• _Exercise aim_
Write out the part of the movie passage between "NOOOOOWWWW THEEEEEEEN! When" and "by the door.", inclusive, keeping every word and mark the same.

• _Quoted passage_
This is what I’m going with, and in the case of this movie, Something Happens is going to remain mysterious. Maybe it was plague, maybe it was xenomorphs, maybe the goop somehow got away from them and turned into something they weren’t ready for. We don’t know, and this lets us get into some good arguments between characters. Maybe the biologist says to Noomi Rapace, “Something must have killed them, and whatever it was, it could still be here.” (He can be the Hudson of this movie. “Game over, man!”)
And then Noomi Rapace can, rightfully, point out, “Civilizations die out. No empire lasts forever.” Simultaneously strengthening the interesting dynastic struggle of Charlize Theron’s character, while also kind of keeping the Big Questions off the table. Incidentally, in this version of the story, Charlize Theron is just Peter Weyland’s daughter. Like, her last name is Weyland, everyone knows she’s Weyland’s daughter. There’s no secret. It makes her frustrations about being in her father’s shadow clear — thus explaining her need to assert her power over everyone else — and at the same time gives everyone else a way to undermine her, as someone who’s only there because her father is a trillionaire space genius.
NOOOOOWWWW THEEEEEEEN! When last we left our intrepid group, their camp had been devastated by a poor sucker who had been infected by the black goop — which, because it wasn’t designed for US, but for a species with three times as many chromosomes — just turned him into a weird mutant. Noomi Rapace had extracted the squid from her womb and fled into the ship. David left to go get something crazy done. Charlize Theron and a couple dudes made a makeshift camp by the door.

• _Recorded data_

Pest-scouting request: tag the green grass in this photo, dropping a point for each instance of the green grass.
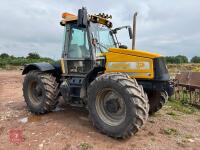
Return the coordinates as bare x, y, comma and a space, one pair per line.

• _Response to this task_
NOOOOOWWWW THEEEEEEEN! When last we left our intrepid group, their camp had been devastated by a poor sucker who had been infected by the black goop — which, because it wasn’t designed for US, but for a species with three times as many chromosomes — just turned him into a weird mutant. Noomi Rapace had extracted the squid from her womb and fled into the ship. David left to go get something crazy done. Charlize Theron and a couple dudes made a makeshift camp by the door.